● **Passage for review**
"""
IT was very disappointing to read that Edinburgh Airport is now the most expensive place to park outside of London (News, November 14). Having to pay as much as £2.90 to park for 15 minutes is surely impossible to defend.
And yet an airport spokesman said they “only have a finite amount of car parking spaces available”.
In an era of competition for tourist and business pounds which are being more closely guarded than ever as costs go up, the airport sounds like it is making feeble excuses to increase profits.
Such complacency will give passengers plenty of reasons to take their business elsewhere.
Rather than put them off with rising costs, would it not be better to attract them with improved and extended facilities instead of more of the same for a bit extra cash?
It has just been announced that there has been an increase in passengers and freight at Prestwick Airport, which is being bought by the Scottish Government.
Those of us in the east have limited choice if we want to use a convenient airport for our journeys. But visitors and business users from overseas or elsewhere in the UK can go somewhere else if it’s cheaper.
And if they like what they see, they will return there, at Edinburgh’s loss.
Wake up Edinburgh Airport and stop taking advantage of your customers. They might just fly off somewhere else.
Ken Welsh, Easter Road, Edinburgh
Illness doesn’t have regular hours
I READ that trials are taking place to give St John’s Hospital in Livingston more medical staff at weekends (News, November 14).
That’s not before time, as illness happens when it happens, not on a Monday to Friday nine-to-five basis.
"""
● **Given information**
"""
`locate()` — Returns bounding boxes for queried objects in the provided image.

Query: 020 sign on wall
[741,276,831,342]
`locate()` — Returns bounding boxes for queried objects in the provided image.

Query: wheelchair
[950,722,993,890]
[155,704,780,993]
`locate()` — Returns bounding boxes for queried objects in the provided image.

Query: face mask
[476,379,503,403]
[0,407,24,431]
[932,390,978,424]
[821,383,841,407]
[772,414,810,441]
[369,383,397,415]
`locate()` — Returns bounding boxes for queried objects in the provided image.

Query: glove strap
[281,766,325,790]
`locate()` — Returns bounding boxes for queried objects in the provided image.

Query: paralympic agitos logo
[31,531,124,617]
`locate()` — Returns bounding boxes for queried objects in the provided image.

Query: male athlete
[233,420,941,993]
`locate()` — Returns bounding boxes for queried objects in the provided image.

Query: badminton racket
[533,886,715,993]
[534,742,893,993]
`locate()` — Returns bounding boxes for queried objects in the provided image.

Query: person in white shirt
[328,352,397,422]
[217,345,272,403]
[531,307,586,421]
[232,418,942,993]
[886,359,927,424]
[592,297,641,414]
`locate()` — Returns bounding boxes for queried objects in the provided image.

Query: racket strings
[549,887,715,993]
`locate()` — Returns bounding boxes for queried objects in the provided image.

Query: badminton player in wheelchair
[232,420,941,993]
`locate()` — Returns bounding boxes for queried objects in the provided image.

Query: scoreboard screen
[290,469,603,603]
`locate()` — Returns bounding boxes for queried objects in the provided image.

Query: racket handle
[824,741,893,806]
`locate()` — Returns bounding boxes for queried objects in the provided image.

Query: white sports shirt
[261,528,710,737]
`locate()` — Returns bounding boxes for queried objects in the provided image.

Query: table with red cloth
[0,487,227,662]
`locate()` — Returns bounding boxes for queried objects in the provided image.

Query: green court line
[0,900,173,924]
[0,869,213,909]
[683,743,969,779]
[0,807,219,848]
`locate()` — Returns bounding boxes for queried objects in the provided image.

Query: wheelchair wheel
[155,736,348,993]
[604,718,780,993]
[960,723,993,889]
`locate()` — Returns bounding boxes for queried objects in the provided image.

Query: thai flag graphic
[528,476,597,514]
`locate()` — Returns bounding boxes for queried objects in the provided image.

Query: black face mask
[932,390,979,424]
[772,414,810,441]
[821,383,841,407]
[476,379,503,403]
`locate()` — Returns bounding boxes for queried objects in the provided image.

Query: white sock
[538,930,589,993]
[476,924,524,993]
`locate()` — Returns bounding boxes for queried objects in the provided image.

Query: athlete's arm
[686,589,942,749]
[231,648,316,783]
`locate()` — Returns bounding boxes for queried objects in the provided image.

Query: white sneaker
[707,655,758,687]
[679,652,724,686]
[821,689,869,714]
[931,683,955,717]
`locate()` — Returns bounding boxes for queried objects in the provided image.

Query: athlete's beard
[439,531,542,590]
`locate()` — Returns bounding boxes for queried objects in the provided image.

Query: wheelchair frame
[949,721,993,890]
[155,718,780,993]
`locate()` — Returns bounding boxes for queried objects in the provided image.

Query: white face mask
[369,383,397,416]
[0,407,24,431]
"""
● **Action item**
Name every airport, hospital, and government mentioned by name in the letters. The data above comes from a different source than the letters.

● **Your solution**
Edinburgh Airport, Prestwick Airport, St John's Hospital, the Scottish Government